### [Excerpt to read]
:::

The hazard estimates for locality type are drastically reduced in the multivariate frailty model. The inclusion of EA random effect term accounts for unobserved proneness of individuals within specific EAs which is a locality type in its own right. Therefore, the magnitude of the effect of locality type is reduced in the model that includes EA effect. This is important especially for intervention programs as it indicates the need to focus interventions more in some locality types than others. The lack of striking differences between the model with and without frailty is reassuring since the effect of EA is rarely considered in studies of HIV incidence.

5. Conclusions

Analyses conducted in this paper provide an approach to a complex problem of correlated interval-censored data, where the event time is not observed precisely. The model demonstrates the possibility of multivariate analyses of HIV incident data and also includes frailty effect in this complex model. Inclusion of frailties in the analyses of correlated HIV infection risk at an EA level is of critical programatic value. Evaluation of the impact of HIV intervention programs and their planning relies heavily on incident data. The importance of clustering effect at an enumerator level demonstrates the importance of focusing interventions at key geographical areas. HIV in South Africa is at an epidemic level with considerable geographical variability in HIV distribution with some areas carrying much higher burden at local levels than others [21] . Even in high HIV prevalence areas, there is considerable evidence of localised epidemics [22] . Analyses of data that adjusts for clustering effect provides an opportunity to investigate factors and identify potential geographical areas that contribute disproportionately to the epidemic of HIV. Even after controlling for some important risk factors, the risk of HIV infection varies considerably across EA. The importance of EA frailty term indicates that some geographical areas are at increased risk of HIV infection compared with others. Control measures of HIV should extend further from high-risk individuals to high-risk areas.

:::

### [Questions]
- 1) From the HIV incidence excerpt, output the passage starting at "The hazard estimates" and ending at "of HIV incidence.".
- 2) According to the HIV incidence excerpt, what does the importance of the EA frailty term indicate?
Nothing in the material is required here.

Region pointing data:
:::

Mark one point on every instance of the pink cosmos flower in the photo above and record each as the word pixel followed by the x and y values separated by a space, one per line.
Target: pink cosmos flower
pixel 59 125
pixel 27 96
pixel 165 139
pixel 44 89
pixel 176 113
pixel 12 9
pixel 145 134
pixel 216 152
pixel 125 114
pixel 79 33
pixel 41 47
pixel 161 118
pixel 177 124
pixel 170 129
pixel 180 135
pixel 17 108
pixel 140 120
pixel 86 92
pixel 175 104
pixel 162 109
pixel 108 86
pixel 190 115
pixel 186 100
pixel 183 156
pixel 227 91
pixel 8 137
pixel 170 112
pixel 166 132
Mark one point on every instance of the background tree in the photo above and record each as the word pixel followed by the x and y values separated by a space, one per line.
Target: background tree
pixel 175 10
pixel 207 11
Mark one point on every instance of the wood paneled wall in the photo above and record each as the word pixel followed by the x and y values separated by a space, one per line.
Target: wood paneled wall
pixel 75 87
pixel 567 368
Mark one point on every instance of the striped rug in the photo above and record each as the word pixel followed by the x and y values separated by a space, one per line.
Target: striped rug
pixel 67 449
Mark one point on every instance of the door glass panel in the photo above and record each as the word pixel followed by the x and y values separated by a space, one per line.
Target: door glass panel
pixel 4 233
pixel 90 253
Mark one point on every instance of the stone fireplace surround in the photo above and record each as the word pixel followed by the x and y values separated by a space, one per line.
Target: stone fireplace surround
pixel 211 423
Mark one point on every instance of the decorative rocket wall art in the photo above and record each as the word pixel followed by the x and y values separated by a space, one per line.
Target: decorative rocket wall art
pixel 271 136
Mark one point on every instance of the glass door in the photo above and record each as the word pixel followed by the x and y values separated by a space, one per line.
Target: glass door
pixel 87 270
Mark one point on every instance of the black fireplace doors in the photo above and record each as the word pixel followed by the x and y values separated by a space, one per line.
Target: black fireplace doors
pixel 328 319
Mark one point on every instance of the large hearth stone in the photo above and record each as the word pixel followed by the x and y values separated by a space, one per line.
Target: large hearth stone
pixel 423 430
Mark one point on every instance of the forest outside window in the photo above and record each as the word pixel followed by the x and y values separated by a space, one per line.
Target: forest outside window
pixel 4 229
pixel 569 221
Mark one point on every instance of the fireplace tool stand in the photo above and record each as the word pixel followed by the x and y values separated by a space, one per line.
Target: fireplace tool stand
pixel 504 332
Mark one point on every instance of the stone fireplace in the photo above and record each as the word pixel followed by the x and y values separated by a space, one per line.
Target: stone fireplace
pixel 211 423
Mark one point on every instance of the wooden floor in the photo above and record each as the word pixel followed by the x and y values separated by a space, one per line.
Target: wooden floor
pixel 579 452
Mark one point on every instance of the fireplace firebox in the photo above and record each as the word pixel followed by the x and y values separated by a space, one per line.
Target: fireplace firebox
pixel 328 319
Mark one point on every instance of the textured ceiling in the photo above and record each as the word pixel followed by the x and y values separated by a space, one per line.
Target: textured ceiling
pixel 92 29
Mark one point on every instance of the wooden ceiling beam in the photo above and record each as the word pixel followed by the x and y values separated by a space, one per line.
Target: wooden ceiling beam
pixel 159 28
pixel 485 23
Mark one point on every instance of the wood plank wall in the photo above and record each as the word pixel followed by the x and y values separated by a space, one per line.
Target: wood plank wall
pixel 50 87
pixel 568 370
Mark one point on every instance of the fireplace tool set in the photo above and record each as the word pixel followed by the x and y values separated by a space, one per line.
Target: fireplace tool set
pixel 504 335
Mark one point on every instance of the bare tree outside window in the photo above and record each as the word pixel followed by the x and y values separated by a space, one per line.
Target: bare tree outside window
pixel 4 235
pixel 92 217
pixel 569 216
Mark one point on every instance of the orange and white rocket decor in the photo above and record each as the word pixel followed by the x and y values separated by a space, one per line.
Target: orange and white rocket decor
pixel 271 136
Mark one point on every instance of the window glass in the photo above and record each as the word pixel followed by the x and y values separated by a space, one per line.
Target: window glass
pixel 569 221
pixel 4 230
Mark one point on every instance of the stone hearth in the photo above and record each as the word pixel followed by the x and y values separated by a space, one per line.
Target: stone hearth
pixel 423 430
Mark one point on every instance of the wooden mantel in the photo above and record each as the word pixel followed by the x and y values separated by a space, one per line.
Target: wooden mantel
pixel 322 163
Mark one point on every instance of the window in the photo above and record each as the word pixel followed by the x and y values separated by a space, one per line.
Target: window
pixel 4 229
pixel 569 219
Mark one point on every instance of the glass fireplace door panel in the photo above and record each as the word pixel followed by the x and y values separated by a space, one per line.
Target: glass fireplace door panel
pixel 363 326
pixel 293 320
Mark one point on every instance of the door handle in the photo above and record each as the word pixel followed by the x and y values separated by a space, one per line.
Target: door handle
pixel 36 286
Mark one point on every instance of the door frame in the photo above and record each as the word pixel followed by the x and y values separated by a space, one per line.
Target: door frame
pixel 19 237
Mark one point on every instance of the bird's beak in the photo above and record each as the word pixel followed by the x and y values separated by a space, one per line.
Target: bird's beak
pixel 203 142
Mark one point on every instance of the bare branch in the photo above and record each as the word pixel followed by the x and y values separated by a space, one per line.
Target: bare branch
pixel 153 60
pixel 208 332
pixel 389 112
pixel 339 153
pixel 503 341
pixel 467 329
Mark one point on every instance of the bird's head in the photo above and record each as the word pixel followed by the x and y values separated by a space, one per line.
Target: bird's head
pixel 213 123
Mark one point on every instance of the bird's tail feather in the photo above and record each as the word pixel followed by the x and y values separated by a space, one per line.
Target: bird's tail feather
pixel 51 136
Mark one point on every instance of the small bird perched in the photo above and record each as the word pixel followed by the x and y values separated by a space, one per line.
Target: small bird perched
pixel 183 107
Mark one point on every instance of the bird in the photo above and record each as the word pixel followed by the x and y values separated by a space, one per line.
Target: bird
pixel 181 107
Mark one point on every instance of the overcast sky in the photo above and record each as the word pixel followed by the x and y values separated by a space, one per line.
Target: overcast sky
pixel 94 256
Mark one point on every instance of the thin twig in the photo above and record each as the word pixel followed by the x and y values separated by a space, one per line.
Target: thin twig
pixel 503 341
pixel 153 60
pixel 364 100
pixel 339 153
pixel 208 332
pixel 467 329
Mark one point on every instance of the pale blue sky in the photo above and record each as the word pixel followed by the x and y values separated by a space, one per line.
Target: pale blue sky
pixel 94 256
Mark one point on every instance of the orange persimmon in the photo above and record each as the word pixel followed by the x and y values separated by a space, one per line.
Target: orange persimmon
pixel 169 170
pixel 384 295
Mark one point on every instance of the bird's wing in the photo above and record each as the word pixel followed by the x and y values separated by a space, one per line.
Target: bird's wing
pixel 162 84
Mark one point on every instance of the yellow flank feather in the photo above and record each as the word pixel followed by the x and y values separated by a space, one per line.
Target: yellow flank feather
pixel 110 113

:::

### [Exercise solutions]
- 1)
The hazard estimates for locality type are drastically reduced in the multivariate frailty model. The inclusion of EA random effect term accounts for unobserved proneness of individuals within specific EAs which is a locality type in its own right. Therefore, the magnitude of the effect of locality type is reduced in the model that includes EA effect. This is important especially for intervention programs as it indicates the need to focus interventions more in some locality types than others. The lack of striking differences between the model with and without frailty is reassuring since the effect of EA is rarely considered in studies of HIV incidence.

- 2) It indicates that some geographical areas are at increased risk of HIV infection compared with others.